* **Kutipan Bacaan**:
────────

Mahkamah Konstitusi (MK) menggelar sidang permohonan Partai Demokrat (PD)
mengenai perselisihan hasil pemilihan umum (PHPU) di gedung MK, Jumat (22/5)
pukul 10.00 WIB. Sidang dengan agenda pemeriksaan pendahuluan ini dilakukan
Panel Hakim II yang dipimpin A. Mukhtie Fadjar dengan anggota Muhammad Alim dan
Maria Farida Indrati.
Tampak hadir dalam persidangan, Tim Advokasi Hukum DPP-Partai Demokrat,
yakni Amir Syamsuddin, Yosef B. Badoeda, Wahyudin, Utomo A. Karim, Didi Irawadi
Syamsuddin, Inu Kertapati dan lainnya. Hadir pula Jaksa Pengacara Negara (JPN)
Purwani Utami, Ifan Damanik dan Nur Tamam mewakili KPU dan KPU dari berbagai
daerah sebagai Turut Termohon juga hadir, yakni dari KPU Cilacap, Semarang,
Magelang Jawa Tengah, Sumba Barat Daya, Ende NTT, Ronte Dao, Sumenep, Surabaya
dan Madiun, dan Dapil VIII, Batam, Samosir Sumatera Utara, dan Manado.
Persidangan sesi pertama ini diagendakan sampai pukul 11.30 WIB. Atas kesempatan
yang diberikan hakim, Amir Syamsuddin, Koordinator Tim menyampaikan pokok-pokok
permohonan dengan uraian permasalahan di masing-masing dapil yang
diperselisihkan. Kuasa Partai Demokrat juga menyampaikan perbaikan sistematika
permohonan dan substansi kecil dalam persidangan.

────────

(Baris Dataset)
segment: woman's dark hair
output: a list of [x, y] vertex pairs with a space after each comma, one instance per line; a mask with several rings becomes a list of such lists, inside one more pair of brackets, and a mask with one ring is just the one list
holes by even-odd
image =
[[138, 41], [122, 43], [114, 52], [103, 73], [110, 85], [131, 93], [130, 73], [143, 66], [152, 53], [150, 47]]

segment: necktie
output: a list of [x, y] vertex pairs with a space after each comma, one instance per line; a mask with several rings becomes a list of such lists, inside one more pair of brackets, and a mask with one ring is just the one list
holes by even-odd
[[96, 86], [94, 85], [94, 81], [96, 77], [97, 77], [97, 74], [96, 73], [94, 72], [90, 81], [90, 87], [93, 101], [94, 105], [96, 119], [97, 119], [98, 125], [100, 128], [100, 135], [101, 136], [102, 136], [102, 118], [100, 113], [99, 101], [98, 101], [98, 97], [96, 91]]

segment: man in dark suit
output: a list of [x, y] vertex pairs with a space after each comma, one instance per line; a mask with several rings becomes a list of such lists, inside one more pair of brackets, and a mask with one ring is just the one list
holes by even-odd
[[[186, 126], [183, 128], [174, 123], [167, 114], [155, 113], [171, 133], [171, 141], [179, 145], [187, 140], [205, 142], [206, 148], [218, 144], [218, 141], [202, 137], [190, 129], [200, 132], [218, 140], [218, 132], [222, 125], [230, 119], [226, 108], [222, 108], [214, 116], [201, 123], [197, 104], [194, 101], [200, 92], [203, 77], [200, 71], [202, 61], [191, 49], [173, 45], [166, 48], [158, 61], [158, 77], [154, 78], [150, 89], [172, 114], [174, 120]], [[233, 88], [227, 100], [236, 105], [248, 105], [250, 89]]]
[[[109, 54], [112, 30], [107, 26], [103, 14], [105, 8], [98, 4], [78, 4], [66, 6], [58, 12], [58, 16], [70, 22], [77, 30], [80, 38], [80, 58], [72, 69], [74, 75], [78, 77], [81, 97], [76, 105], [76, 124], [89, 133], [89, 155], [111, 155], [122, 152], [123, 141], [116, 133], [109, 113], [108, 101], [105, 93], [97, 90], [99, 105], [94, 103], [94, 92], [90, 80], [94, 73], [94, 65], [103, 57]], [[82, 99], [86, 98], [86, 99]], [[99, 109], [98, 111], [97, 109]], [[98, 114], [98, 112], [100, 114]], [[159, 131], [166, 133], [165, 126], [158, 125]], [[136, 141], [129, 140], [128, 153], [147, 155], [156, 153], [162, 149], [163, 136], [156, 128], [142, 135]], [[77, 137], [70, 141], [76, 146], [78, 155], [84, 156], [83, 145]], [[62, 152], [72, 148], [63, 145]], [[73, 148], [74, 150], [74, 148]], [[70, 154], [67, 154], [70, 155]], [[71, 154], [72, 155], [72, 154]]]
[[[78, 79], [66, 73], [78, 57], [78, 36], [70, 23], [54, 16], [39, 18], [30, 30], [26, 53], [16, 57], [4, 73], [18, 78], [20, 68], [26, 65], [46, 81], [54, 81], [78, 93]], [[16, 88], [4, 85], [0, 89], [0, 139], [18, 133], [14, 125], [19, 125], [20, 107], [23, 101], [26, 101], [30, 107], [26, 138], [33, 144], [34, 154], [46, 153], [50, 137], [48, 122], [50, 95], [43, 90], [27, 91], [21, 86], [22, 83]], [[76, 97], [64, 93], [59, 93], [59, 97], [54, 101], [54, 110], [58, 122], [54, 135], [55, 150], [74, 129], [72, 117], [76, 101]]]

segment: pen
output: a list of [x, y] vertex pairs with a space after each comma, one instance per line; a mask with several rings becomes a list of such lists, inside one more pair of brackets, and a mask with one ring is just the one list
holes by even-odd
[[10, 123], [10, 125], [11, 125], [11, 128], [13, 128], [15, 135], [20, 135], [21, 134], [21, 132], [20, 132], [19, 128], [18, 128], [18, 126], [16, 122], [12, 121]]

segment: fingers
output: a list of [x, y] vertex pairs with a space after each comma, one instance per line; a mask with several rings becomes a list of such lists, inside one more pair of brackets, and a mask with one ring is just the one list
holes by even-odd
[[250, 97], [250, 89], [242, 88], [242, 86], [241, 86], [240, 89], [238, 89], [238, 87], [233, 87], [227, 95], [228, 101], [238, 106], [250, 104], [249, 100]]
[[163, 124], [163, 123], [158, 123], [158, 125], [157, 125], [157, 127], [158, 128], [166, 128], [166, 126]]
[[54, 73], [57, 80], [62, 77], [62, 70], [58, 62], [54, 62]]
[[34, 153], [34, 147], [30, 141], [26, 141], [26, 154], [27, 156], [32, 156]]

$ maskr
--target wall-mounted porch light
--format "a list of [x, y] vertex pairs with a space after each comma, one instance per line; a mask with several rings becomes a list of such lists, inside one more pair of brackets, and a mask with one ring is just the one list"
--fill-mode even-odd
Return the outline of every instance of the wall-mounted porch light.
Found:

────────

* **Soal Latihan**:
#1 Tentukan apakah setiap pernyataan berikut sesuai dengan berita sidang MK, lalu jawab ya atau tidak disertai kutipan kata-kata penentunya dari berita itu: (a) Sidang dipimpin oleh Maria Farida Indrati. (b) Sesi pertama persidangan diagendakan sampai pukul 11.30 WIB. (c) Koordinator Tim Advokasi Hukum Partai Demokrat adalah Amir Syamsuddin.
#2 Salin tanpa perubahan bagian berita sidang MK dari "pukul 10.00 WIB." sampai "Pengacara Negara (JPN)".

* **Kunci Jawaban**:
#1
(a) Tidak: "dipimpin A. Mukhtie Fadjar dengan anggota Muhammad Alim dan Maria Farida Indrati"
(b) Ya: "Persidangan sesi pertama ini diagendakan sampai pukul 11.30 WIB."
(c) Ya: "Amir Syamsuddin, Koordinator Tim"

#2
pukul 10.00 WIB. Sidang dengan agenda pemeriksaan pendahuluan ini dilakukan
Panel Hakim II yang dipimpin A. Mukhtie Fadjar dengan anggota Muhammad Alim dan
Maria Farida Indrati.
Tampak hadir dalam persidangan, Tim Advokasi Hukum DPP-Partai Demokrat,
yakni Amir Syamsuddin, Yosef B. Badoeda, Wahyudin, Utomo A. Karim, Didi Irawadi
Syamsuddin, Inu Kertapati dan lainnya. Hadir pula Jaksa Pengacara Negara (JPN)